◆ Quoted text:

Summary

Download PDF PDF Page Citation Cite Share Link Share

Author: David Chariandy (b. 1969)

First published: Brother, 2017, in Canada

Publisher: Bloomsbury Publishing (New York). 192 pp.

Type of work: Novel

Time: 1980s–1990s

Locales: Scarborough and Toronto, Ontario; Sainte Madeleine, Trinidad

David Chariandy’s award-winning second novel, Brother, highlights the large trials and small triumphs of growing up black in urban Canada. A family of Trinidadian heritage fights to survive in an ethnically diverse, economically challenged, and politically scapegoated enclave of Scarborough, a section of Toronto.

◆ Exercise details:
Please name the publisher listed in the summary of Brother.

◆ Stored records:
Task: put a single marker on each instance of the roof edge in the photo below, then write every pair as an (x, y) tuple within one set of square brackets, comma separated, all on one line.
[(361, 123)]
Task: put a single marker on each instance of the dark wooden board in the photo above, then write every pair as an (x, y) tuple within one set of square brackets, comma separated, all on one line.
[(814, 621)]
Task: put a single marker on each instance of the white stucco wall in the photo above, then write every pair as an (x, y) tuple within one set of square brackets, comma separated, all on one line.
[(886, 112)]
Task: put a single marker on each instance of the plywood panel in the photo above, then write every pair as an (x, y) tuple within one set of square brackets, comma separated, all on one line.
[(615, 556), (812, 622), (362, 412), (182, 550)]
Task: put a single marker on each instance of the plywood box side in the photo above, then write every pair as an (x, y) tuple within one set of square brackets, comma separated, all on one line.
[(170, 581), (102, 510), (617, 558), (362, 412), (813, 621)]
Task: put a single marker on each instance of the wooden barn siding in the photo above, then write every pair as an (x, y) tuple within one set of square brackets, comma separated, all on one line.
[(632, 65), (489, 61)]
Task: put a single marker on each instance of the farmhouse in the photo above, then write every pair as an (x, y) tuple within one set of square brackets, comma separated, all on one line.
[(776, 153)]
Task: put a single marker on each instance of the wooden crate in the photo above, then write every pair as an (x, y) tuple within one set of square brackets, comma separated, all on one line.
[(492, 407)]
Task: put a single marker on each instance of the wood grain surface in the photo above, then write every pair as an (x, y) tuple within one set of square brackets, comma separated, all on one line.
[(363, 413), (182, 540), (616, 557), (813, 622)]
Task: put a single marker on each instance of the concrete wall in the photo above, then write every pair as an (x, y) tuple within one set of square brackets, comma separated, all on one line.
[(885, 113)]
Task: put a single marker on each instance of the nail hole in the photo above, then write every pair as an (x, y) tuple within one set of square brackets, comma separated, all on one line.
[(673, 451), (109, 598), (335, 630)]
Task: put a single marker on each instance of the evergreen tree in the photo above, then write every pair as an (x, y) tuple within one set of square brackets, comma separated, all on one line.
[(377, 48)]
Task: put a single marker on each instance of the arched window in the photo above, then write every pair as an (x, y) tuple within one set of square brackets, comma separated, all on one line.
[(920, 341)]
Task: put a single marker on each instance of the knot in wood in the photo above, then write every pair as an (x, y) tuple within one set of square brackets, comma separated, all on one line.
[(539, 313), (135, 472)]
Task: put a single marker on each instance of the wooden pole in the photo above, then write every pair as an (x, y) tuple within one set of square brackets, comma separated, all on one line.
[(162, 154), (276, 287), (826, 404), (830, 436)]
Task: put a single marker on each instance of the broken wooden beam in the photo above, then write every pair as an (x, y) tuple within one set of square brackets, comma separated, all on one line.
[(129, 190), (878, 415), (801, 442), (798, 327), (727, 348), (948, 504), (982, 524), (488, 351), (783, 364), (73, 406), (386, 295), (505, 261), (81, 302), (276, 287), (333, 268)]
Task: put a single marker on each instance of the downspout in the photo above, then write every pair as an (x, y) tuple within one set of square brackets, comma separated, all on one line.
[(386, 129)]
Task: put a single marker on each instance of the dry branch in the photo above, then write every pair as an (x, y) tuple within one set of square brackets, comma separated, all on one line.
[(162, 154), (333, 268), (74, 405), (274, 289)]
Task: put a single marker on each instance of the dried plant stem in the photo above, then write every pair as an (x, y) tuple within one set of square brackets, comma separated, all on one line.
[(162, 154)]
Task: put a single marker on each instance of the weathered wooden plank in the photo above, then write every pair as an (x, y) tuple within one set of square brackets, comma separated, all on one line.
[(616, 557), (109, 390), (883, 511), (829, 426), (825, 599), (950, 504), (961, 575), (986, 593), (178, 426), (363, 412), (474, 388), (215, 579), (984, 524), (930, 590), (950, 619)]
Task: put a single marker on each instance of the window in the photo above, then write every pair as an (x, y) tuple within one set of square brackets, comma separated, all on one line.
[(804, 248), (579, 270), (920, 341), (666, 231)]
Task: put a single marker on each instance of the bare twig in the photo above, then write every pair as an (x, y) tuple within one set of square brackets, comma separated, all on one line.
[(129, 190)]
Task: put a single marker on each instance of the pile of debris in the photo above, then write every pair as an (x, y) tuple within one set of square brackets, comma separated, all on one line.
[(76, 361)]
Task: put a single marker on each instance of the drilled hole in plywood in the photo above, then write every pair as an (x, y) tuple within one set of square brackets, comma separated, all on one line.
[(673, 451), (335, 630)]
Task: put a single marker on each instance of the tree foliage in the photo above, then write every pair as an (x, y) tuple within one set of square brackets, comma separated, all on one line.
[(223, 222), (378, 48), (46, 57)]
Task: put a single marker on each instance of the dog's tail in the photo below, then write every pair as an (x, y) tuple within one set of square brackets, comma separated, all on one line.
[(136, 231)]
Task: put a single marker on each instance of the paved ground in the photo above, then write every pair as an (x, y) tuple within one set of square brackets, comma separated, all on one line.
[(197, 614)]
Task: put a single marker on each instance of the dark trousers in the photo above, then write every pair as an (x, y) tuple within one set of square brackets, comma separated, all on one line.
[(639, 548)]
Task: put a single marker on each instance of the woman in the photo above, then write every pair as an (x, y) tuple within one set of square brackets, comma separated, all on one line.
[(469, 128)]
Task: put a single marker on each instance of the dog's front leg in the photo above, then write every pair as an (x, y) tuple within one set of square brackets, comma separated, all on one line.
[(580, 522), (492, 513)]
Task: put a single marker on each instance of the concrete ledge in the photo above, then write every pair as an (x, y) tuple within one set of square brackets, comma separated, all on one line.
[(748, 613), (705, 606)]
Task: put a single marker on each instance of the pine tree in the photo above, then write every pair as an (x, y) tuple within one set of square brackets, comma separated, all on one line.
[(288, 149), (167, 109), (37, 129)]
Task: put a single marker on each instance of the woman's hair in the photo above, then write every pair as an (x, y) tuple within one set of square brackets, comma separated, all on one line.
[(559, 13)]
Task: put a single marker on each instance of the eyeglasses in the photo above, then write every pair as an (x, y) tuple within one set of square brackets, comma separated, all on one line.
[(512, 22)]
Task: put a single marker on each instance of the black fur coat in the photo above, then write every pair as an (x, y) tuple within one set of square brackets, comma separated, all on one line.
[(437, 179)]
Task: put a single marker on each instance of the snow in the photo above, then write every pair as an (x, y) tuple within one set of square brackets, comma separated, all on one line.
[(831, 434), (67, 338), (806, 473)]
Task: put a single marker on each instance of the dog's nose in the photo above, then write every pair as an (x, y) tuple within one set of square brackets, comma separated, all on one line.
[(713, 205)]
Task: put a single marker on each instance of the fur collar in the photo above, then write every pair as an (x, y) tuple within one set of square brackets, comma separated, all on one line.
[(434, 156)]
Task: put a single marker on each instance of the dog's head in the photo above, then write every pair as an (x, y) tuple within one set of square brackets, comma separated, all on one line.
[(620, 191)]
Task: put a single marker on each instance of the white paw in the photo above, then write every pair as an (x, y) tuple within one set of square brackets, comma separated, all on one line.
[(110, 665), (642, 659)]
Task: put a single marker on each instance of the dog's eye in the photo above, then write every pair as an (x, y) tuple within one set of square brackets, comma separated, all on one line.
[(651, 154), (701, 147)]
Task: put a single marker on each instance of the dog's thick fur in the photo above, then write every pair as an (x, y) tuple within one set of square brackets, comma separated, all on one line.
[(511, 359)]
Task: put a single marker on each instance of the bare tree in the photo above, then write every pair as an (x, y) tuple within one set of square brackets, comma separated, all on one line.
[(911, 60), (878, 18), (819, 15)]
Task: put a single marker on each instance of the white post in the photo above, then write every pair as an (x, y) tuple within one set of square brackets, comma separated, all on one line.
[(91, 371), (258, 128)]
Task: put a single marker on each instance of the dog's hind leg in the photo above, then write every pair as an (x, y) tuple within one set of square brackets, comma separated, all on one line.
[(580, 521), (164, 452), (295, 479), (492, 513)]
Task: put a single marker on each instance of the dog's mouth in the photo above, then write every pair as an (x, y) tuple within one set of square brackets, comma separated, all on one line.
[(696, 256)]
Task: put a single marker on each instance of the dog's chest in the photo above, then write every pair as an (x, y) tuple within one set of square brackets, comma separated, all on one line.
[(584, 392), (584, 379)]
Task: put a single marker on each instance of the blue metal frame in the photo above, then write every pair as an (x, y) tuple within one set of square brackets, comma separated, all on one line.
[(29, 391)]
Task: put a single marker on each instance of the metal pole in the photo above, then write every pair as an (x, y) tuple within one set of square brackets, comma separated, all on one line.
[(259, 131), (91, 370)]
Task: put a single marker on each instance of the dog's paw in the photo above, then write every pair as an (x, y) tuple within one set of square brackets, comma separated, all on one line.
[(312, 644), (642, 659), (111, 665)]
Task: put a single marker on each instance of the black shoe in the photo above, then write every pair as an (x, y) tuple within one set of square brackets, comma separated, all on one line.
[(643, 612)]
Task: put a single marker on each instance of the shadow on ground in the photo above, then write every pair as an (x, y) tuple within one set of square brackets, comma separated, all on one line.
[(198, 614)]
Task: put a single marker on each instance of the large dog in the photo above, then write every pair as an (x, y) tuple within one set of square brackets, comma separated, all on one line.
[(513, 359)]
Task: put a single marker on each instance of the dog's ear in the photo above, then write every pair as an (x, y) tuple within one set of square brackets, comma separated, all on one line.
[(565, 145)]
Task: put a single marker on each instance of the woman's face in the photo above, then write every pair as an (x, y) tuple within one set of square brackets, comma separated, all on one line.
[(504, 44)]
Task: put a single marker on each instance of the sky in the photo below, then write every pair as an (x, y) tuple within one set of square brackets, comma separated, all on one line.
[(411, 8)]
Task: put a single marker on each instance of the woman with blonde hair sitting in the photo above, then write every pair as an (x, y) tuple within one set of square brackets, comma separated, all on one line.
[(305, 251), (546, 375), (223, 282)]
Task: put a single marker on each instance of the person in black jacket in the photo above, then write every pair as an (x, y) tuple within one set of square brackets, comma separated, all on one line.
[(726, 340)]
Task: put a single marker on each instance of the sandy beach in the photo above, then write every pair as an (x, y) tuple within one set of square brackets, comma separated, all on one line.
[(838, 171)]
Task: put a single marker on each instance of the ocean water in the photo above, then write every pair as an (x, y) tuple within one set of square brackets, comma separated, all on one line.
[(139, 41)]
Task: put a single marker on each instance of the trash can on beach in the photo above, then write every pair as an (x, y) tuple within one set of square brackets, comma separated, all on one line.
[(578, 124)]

◆ Full response:
Bloomsbury Publishing (New York)